EXERCICE A
Réécrivez, dans le texte sur la gratuité, tout ce qui va de « La sécurité sociale » jusqu'à « surveillés par l’état. », en remplaçant « école publique » par « instruction publique ».
EXERCICE B
Prolongez le texte sur la gratuité et les services publics à la suite de sa dernière phrase.

TEXTE FOURNI
+ + + + +

Le fait que le but affiché à l’époque ait été un embrigadement des « masses » contre les anti-libéraux religieux, mais également contre les anti-libéraux socialistes (selon Ferry), fait apparaître la nécessité d’un contrôle et d’une explication claire pour tous de ce qu’implique le nouvel ordre social qui naît de la gratuité appliquée à un domaine particulier. C’est particulièrement ce qui a manqué dans l’apparition des géants gratuits d’internet. La gratuité est rarement neutre. On aurait aimé que soit réfléchie avant la question de savoir si devenir soi-même le sujet d’une institution économique américaine comme Facebook  était sans conséquence, parce que sans transfert d’argent. Aujourd’hui, il trop tard pour y réfléchir.

La santé publique s’est organisée en France surtout après 1945, par la transformation du système épars des assurances-maladie sectorielles en un système unique que l’on nomme alors assez étrangement la « sécurité sociale », et qui ajoute à la branche « maladie » la branche « famille » et « vieillesse ». Notons que le mot de « sécurité », sous la plume d’un rédacteur de loi, n’a jamais été plus proche de sa réalité humaine, et qu’on a tort aujourd’hui de le laisser à l’imaginaire florissant du ressentiment.

La sécurité sociale partage avec l’école publique les caractéristiques de gratuité et d’obligation, mais sous des modalités différentes. Ici encore, la gratuité n’est pas un simple « consommer sans payer », puisque les soins remboursés passent par le filtre d’une prescription médicale faite par les médecins, c’est à dire par un corps d’experts privés mais qui exercent assermentés au sein d’un ordre, et qui sont formés et surveillés par l’état.

+ + + + +

DONNÉES DISPONIBLES
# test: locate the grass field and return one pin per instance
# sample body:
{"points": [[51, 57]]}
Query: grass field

+ + + + +

ZONE DE RÉPONSE A
La sécurité sociale partage avec l’instruction publique les caractéristiques de gratuité et d’obligation, mais sous des modalités différentes. Ici encore, la gratuité n’est pas un simple « consommer sans payer », puisque les soins remboursés passent par le filtre d’une prescription médicale faite par les médecins, c’est à dire par un corps d’experts privés mais qui exercent assermentés au sein d’un ordre, et qui sont formés et surveillés par l’état.

ZONE DE RÉPONSE B
L’obligation d’affiliation et de cotisation sur salaires est quant à elle un élément « historique » français, et qui n’existe pas de la même manière dans les pays nordiques, par exemple, où le financement est assuré par l’impôt. L’historique en question est celui des luttes ouvrières : depuis la fin du XIXe siècle, les salariés français ont acquis par leurs luttes, entreprise par entreprise, secteur par secteur, non seulement des revalorisations salariales mais également des prestations sociales communes assurantielles, gérées par les représentants syndicaux, et qui ont été fusionnées, élargies et systématisées par l’ordonnance du 4 octobre 1945. Les cotisations sur salaires sont en quelque sorte les dépositaires de cette mémoire, et nous rappellent que le lieu économique de l’individu (pour l’essentiel d’entre eux, sa place de salarié) est aussi celui de son pouvoir, s’il s’unit avec ses semblables. C’est le lieu du rapport de forces, et donc le lieu de la détermination du prix.

La gratuité inconditionnelle des soins de santé est donc ici donnée, en 1945, par la généralisation révolutionnaire de décennies de pas gagnés par les rapports de force successifs. C’est un « effet de cliquet » qui, au début, n’entraîne pas une transformation spectaculaire des droits acquis, mais qui les inscrit dans la durée, dans une norme sociale qui ne demande qu’à s’étendre et prospérer, et où la notion ultra-égalitariste de gratuité inconditionnelle va prendre peu à peu son développement. On peut penser que la forme que prendra la gratuité en 2040 est celle que la société portera dans les toutes prochaines années.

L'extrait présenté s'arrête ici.